◆ **Excerpt to read**
★ ★ ★ ★ ★ ★ ★

The Warden by Anthony Trollope
Categories: literary fiction, victorian
Diversity: By a male author
Commentary: On the 200th anniversary of Trollope's birth, I decided to read one of his novels. The Warden was recommended by Liz McCausland and Sunita. I'm still reading it. It was tough going at first. I'm not used to so much exposition unleavened by dynamic back-n-forth dialogue. Once I got used to the narrative style, the pace picked up. Liz said: "Trollope’s attention to the plight of the middle-class man is fascinating." And I agree in my reading so far. This is the character he’s always most in sympathy with and for whom he’ll willing to do a lot. I'll write in more detail on this next month.

A Civil Contract by Georgette Heyer
Categories: romance, regency
Commentary: A discussion on Heyer with Heyer's biographer Jen Kloester made me hanker after reading one of Heyer's books. Every time I read one, I'm always reminded how very creative she was with her characters, her storylines, and the pacing and plotting of each book. This book was usual in the sense that a nobleman marries a wealthy Cit girl to save his estate from ruin. It's a marriage of convenience plot (one of my favorite tropes) with the heroine in love with the hero and he being completely oblivious to her and hankering after the noblewoman he would've married if he had not been impoverished. This book was unusual in that, once married, the hero doesn't cleave to the heroine in an insta-lust/insta-love pair of emotions. Sometimes he's even 'mean' to her, and he's not always likeable. However, what the hero and heroine eventually settle for is not intense passion but a gentle, loving marriage that sustains all difficulties with each being supportive and knowledgeable of the other. This is the sort of marriage that you can easily believe will endure forever. The high-passion/high-drama/high-grovel kind of marriages fill me with some misgiving on their future tranquility and longevity.

Truckers by Terry Pratchett
Categories: children's
Diversity: A fantasy novel by a male author. I'm trying to read more children's fantasy this year.
Commentary: On the day Pratchett died, I realized I hadn't read a single of his books. What a hole in my reading history! Set about to correct that error with this recommendation by Liz McCausland. What a delightful story about a race of "nomes" who are little people who came from outer space and now live under the floorboards of a department store. It was funny, silly, and heartwarming. The nomes have built an entire world within the department store, including a religion. We always talk about detailed world-building within fantasy novels, and this is (according to my limited knowledge of the genre) one of the finest.

★ ★ ★ ★ ★ ★ ★

Segmentation mask rows
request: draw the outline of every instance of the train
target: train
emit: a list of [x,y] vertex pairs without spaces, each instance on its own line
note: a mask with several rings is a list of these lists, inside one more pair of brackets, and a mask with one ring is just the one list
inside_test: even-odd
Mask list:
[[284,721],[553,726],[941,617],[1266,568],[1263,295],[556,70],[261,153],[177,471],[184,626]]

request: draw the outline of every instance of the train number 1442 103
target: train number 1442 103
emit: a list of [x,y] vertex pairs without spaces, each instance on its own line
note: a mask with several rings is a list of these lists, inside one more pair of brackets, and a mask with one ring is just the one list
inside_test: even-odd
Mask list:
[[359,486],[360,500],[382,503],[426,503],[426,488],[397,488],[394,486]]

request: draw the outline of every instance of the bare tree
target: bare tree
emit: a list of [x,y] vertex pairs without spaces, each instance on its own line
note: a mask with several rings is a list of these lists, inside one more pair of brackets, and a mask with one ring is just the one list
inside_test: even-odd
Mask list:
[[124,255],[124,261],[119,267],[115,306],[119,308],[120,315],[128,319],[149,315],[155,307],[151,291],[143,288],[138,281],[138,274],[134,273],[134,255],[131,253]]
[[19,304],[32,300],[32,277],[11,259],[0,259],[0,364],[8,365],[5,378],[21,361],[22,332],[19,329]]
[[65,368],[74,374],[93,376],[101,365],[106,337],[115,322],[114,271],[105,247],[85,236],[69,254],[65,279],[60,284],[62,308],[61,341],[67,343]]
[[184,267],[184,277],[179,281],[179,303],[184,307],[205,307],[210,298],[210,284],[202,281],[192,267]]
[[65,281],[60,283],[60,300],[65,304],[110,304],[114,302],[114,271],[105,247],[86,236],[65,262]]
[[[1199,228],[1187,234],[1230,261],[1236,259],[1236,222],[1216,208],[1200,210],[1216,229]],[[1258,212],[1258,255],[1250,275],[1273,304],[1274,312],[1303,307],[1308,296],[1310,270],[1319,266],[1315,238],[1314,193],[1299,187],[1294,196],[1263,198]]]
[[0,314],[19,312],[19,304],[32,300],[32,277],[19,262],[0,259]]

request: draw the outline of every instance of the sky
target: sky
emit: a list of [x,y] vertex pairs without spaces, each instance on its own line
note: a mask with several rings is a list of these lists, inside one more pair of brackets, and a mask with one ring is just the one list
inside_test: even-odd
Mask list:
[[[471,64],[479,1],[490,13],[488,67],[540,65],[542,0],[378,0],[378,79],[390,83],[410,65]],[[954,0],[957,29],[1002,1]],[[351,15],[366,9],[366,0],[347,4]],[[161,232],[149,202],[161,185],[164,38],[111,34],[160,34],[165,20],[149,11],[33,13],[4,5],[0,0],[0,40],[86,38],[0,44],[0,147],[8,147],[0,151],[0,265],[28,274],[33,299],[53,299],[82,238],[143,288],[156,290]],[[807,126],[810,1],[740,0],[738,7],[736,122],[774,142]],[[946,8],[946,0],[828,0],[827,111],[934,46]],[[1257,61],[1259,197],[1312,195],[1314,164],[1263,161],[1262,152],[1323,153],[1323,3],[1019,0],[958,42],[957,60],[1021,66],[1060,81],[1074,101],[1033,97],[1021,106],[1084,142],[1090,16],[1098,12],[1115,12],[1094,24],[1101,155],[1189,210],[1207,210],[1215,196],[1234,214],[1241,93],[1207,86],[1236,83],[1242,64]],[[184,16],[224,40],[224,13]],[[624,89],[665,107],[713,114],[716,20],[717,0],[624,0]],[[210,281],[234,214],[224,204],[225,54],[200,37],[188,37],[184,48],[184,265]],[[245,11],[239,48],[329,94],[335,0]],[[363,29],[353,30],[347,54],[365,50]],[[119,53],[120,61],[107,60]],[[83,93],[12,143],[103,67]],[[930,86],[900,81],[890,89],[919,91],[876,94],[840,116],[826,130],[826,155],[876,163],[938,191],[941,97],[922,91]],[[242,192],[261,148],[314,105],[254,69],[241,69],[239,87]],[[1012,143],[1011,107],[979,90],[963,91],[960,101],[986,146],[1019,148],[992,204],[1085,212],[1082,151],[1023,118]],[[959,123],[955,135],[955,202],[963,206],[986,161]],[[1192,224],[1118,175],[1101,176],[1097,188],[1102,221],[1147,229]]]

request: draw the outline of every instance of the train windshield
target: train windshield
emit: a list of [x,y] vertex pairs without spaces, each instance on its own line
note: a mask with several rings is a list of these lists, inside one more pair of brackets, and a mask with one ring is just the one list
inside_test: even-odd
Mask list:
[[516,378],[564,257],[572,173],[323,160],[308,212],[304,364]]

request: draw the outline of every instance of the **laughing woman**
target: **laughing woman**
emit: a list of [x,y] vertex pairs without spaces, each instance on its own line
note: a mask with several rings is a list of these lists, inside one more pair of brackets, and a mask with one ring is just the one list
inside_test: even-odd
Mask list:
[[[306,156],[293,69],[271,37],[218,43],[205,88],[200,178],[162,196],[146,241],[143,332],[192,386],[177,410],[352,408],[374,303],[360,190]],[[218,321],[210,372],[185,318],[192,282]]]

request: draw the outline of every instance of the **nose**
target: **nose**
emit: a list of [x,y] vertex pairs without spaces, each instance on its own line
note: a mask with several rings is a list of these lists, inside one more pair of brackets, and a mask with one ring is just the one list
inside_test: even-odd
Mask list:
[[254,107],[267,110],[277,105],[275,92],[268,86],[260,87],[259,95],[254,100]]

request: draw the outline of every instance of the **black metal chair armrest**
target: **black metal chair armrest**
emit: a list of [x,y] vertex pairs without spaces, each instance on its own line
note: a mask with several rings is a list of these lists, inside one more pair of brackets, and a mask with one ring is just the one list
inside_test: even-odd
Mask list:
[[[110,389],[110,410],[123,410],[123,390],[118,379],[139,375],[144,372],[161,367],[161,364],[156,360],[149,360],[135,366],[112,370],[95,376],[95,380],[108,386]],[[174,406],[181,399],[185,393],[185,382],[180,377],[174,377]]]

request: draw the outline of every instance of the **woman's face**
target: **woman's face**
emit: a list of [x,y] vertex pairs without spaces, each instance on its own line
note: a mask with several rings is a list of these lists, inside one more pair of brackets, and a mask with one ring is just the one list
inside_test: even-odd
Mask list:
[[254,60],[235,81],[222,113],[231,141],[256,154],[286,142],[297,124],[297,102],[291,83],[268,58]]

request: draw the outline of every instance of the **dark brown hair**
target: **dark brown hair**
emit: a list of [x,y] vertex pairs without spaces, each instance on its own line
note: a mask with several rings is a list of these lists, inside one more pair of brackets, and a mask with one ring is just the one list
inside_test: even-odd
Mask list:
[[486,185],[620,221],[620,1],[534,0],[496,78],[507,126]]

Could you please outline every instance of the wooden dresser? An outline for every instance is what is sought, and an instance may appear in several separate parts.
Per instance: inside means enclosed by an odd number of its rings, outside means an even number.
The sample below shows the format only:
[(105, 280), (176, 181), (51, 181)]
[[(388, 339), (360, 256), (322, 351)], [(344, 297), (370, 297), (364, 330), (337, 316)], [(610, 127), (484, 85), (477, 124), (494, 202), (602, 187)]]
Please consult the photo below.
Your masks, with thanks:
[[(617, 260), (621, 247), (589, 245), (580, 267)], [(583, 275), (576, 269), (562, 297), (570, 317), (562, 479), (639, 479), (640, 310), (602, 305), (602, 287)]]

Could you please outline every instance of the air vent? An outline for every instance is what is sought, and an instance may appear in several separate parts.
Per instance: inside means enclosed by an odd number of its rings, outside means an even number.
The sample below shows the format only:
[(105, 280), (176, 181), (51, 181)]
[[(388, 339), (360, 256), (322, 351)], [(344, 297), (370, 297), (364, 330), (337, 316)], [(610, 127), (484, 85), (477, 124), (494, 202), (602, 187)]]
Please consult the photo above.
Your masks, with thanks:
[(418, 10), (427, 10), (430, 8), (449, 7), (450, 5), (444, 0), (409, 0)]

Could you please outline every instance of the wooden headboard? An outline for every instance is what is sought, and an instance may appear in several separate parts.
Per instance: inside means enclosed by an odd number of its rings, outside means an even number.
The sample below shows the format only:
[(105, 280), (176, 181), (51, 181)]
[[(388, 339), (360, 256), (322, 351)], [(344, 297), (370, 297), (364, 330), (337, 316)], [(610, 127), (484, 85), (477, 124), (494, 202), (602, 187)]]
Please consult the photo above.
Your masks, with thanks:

★ ★ ★ ★ ★ ★ ★

◆ **Task set**
1 > In the reading notes on novels, swap "delightful" for "charming" and write out the passage from "Truckers by Terry" to "of the finest.".
2 > Can you carry on the reading notes on novels from their final sentence?
These rows were drawn from a separate source.

◆ **Answers given**
1 >
Truckers by Terry Pratchett
Categories: children's
Diversity: A fantasy novel by a male author. I'm trying to read more children's fantasy this year.
Commentary: On the day Pratchett died, I realized I hadn't read a single of his books. What a hole in my reading history! Set about to correct that error with this recommendation by Liz McCausland. What a charming story about a race of "nomes" who are little people who came from outer space and now live under the floorboards of a department store. It was funny, silly, and heartwarming. The nomes have built an entire world within the department store, including a religion. We always talk about detailed world-building within fantasy novels, and this is (according to my limited knowledge of the genre) one of the finest.

2 >
Poetry of Walt Whitman edited by Jonathan Levin
Categories: poetry
Diversity: Written by a male author
Commentary: On May 31, I discovered a link to James Earl Jones reading "Song of Myself" by Walt Whitman, and I realized that I had a book of Whitman's poetry languishing on my TBR. So I pulled it out, and hey, presto, I had my September TBR Challenge book. (I'm a shameless off-theme reader.)

Beloved Stranger by Joan Wolf
Categories: contemporary, romance
Commentary: Recommended by blogger Miss Bates. It's an old skool Joan Wolf, and I was bound to like it, despite it being a trope I don't like: snowstorm, strangers getting stranded, having unprotected sex, resulting in a baby. I know the story's set in 1980s, but the dominating male where the female runs after him picking up, getting ordered around, etc. is not a storyline that works for me. Despite the deck stacked against it, I enjoyed the story, because Wolf's characterization is very good. Joan Wolf does people really well—every book of hers that I have read has characters that I remember long after the book's done. MHarvey said it best: "The best books are the ones that make me love a trope I hate."

This book had an interesting storyline for me—it was very much the hero's book and about his journey arc, but told mainly from the heroine's perspective.

Sweet Talking Man by Liz Talley
Categories: contemporary, romance
Commentary: Recommended by Miss Bates. The premise of the story about second chances set in a small Southern town is something that I have always been fond of. I liked the characters, main ones as well as the large cast of adjunct ones—some were standard small-town fare (love!) and some like the hero were "interesting" (yay!). Talley did a great job of making the "opposites attract and complement each other" work really well in this story. I was also pleased to see both characters grow over the novel.

However, I had problems seeing the unfurling of the romance. I was told a lot that the other had completely changed the game for them, but I didn't see it happening. The part about romance novels I like is watching them appreciate each other, watching them notice and imprint upon the smallest details, watching them fall in love. I don't want to be told they're in love, I want to see it happening. And here I didn't get to experience that. So despite the good characterization and familiar setting, I wasn't able to sink into the story.

But please don't take my naysaying word for it. Do read Miss Bates's fabulous review for the definitive word on the book and how much she enjoyed it.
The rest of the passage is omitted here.